**TASK GOAL**
Repeat the data that follows, word for word, without the images.

**Saved entries**
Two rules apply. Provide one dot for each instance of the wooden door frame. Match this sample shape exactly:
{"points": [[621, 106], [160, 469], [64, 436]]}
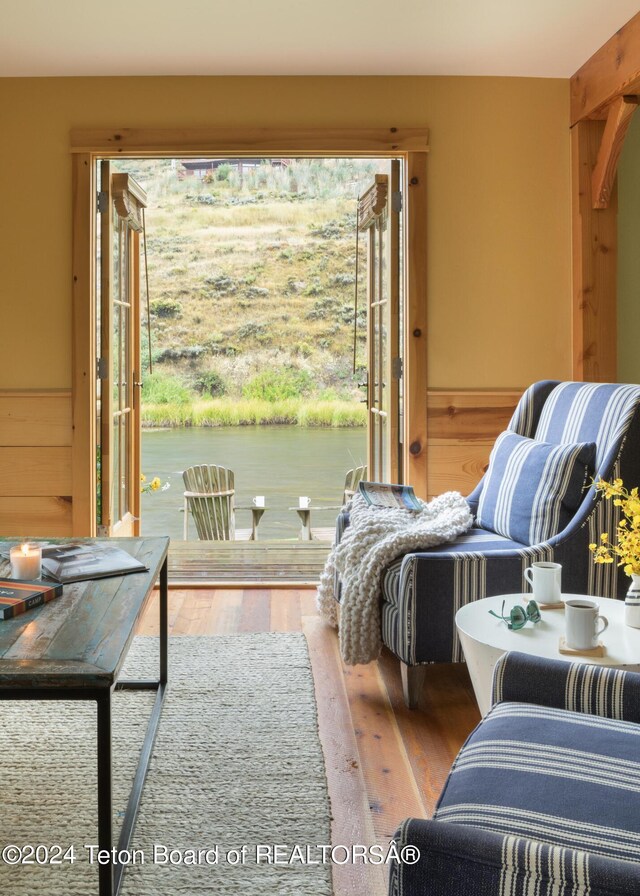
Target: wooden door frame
{"points": [[88, 145]]}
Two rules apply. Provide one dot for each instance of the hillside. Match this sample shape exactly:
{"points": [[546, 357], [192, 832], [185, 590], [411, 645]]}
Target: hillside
{"points": [[252, 278]]}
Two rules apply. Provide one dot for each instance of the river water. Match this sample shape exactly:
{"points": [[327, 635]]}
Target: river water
{"points": [[279, 462]]}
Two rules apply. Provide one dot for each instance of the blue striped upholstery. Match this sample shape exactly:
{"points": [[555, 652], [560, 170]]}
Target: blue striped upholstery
{"points": [[544, 797], [422, 591], [532, 489]]}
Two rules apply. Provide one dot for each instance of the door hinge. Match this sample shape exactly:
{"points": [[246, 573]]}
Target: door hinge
{"points": [[102, 199]]}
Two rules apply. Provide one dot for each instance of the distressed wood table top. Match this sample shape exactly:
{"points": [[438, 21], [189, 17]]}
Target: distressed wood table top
{"points": [[81, 638]]}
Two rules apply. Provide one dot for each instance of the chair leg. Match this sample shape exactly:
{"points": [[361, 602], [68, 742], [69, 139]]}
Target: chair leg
{"points": [[413, 678]]}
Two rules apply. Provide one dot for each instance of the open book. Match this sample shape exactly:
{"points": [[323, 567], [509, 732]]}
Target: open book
{"points": [[76, 562], [384, 494]]}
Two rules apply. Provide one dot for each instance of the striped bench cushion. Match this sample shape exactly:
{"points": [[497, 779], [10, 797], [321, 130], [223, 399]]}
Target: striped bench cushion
{"points": [[533, 489], [565, 778]]}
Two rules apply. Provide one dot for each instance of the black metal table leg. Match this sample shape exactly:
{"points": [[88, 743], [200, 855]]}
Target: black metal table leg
{"points": [[105, 795], [164, 620], [133, 804]]}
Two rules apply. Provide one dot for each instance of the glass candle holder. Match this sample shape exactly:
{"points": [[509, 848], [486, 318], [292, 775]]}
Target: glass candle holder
{"points": [[26, 560]]}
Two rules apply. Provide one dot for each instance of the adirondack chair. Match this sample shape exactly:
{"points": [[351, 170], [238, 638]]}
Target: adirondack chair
{"points": [[351, 482], [209, 499]]}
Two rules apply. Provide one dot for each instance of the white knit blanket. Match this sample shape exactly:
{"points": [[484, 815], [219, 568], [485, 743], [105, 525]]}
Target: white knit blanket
{"points": [[374, 538]]}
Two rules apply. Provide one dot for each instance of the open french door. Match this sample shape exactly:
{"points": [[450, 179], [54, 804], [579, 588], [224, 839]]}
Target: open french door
{"points": [[121, 201], [379, 219]]}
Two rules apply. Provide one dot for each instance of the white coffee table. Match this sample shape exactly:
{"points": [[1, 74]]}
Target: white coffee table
{"points": [[485, 639]]}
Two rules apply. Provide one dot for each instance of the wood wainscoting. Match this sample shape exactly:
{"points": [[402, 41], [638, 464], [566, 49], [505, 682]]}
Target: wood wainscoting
{"points": [[462, 428], [35, 463]]}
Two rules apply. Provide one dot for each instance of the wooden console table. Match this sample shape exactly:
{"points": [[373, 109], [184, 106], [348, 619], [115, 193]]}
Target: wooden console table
{"points": [[73, 648]]}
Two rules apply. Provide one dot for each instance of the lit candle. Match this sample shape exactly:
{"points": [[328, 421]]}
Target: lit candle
{"points": [[25, 561]]}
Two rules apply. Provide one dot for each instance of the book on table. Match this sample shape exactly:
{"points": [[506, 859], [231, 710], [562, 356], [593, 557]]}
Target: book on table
{"points": [[78, 562], [19, 595], [387, 494]]}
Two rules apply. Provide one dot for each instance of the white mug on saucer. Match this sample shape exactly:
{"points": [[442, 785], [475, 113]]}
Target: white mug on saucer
{"points": [[581, 620], [545, 580]]}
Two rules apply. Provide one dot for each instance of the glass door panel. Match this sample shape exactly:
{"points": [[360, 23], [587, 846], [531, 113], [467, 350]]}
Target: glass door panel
{"points": [[121, 202]]}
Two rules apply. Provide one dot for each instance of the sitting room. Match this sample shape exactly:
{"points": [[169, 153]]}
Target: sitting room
{"points": [[446, 702]]}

**TASK RESPONSE**
Two rules apply. Provide one dot for each instance of the wooden door frame. Match this sample shape exactly:
{"points": [[621, 106], [160, 469], [64, 436]]}
Target: wooden door frame
{"points": [[88, 145]]}
Two rules apply. Provide one dot for each instance of the hillside. Match this sample shape exactly:
{"points": [[546, 357], [192, 832], [185, 590], [411, 645]]}
Target: hillside
{"points": [[252, 278]]}
Two rules apply. Provide one dot for each instance of the river water. Match this sample shape exactly:
{"points": [[327, 635]]}
Target: river water
{"points": [[279, 462]]}
Two rules apply. Provide one dot for each instance of the blue striped upholstery. Match this sample shape exactly:
{"points": [[555, 652], [560, 170]]}
Target: blue striped upholstery
{"points": [[544, 797], [422, 591], [532, 489]]}
Two rules apply. Provide one dot for each instance of the door hinge. Match this sample shape exactly:
{"points": [[246, 573]]}
Target: door hinge
{"points": [[102, 199]]}
Two rules apply. Provide one dot for each instance of the distressed wood table top. Match this sample shape exactly:
{"points": [[438, 21], [189, 17]]}
Target: distressed wood table top
{"points": [[81, 638]]}
Two rules apply. Provide one dot for each instance of the chair leg. Match this sample shape exactly:
{"points": [[361, 602], [68, 742], [69, 139]]}
Target: chair leg
{"points": [[413, 678]]}
Two rules apply. Provide one dot for each instance of the open book. Match this sample shape exactly:
{"points": [[323, 567], [509, 732]]}
Target: open book
{"points": [[76, 562], [384, 494]]}
Two rules apply. Provide one dot for each instance of the striped bench cushion. Match this sample shape exactly:
{"points": [[497, 779], [10, 797], [321, 130], [223, 399]]}
Target: striped bench cushion
{"points": [[533, 489], [565, 778]]}
Two rules apply. Provide one dot for each instance of the black metal table leg. Match this sample shape exactly:
{"points": [[88, 743], [200, 855]]}
Target: black metal table leg
{"points": [[105, 795], [164, 620], [133, 804]]}
Two rules apply. Provide one dot for each instance of the glass candle holder. Match this sample shape exactly:
{"points": [[509, 848], [486, 318], [292, 775]]}
Target: glass candle holder
{"points": [[26, 560]]}
Two rules apply. Provide one dot for each instance of the adirondack chair. Match this sample shape exactly:
{"points": [[351, 170], [238, 638]]}
Target: adirondack chair
{"points": [[351, 482], [209, 499]]}
Two rules apply. Provide one dot for each instance of the white knit blanket. Match this sample shape exactly:
{"points": [[484, 815], [219, 568], [485, 743], [105, 525]]}
Target: white knit blanket
{"points": [[374, 538]]}
Two rules apply. Provide one dot for each instance of the open french door. Match this sample shape exactly:
{"points": [[450, 179], [54, 804], [579, 588], [224, 839]]}
Target: open french door
{"points": [[121, 201], [379, 219]]}
Two rules apply. Provide one dot for each instance of the white coffee table. Match this sample shape exactly:
{"points": [[1, 74]]}
Target: white coffee table
{"points": [[485, 639]]}
Two rules apply. Provide one dot for each instance of the wood wainscoting. Match this sample shape exactly:
{"points": [[402, 41], [638, 464], [566, 49], [505, 682]]}
Target: wood wainscoting
{"points": [[462, 428], [35, 463]]}
Two rules apply. Provide one dot for each instance of the wooden console table. Match this sample shape exactly:
{"points": [[373, 109], [184, 106], [348, 619], [115, 193]]}
Target: wooden console table
{"points": [[73, 648]]}
Two rules apply. Provide one dot for each instance of the lit candle. Match this sample shape exactly:
{"points": [[328, 421]]}
Target: lit candle
{"points": [[25, 561]]}
Two rules apply. Provide one dot for each instance of the book on table. Match this sample shape exactly:
{"points": [[506, 859], [231, 710], [562, 356], [593, 557]]}
Target: book on table
{"points": [[78, 562], [19, 595], [387, 494]]}
Two rules apply. Provide one dot for each instance of the white mug on saucer. Match this sample shape exactly:
{"points": [[442, 785], [475, 113]]}
Target: white mug on saucer
{"points": [[581, 620], [545, 580]]}
Two rules apply. Provide one dot for each instance of the glass door panel. Match this sample shape exactly:
{"points": [[360, 23], [587, 846], [531, 113], [467, 350]]}
Target: glass door panel
{"points": [[121, 202]]}
Two rules apply. Provide one dot for each instance of the sitting room. Match this sample shape exactly:
{"points": [[169, 153]]}
Target: sitting room
{"points": [[446, 702]]}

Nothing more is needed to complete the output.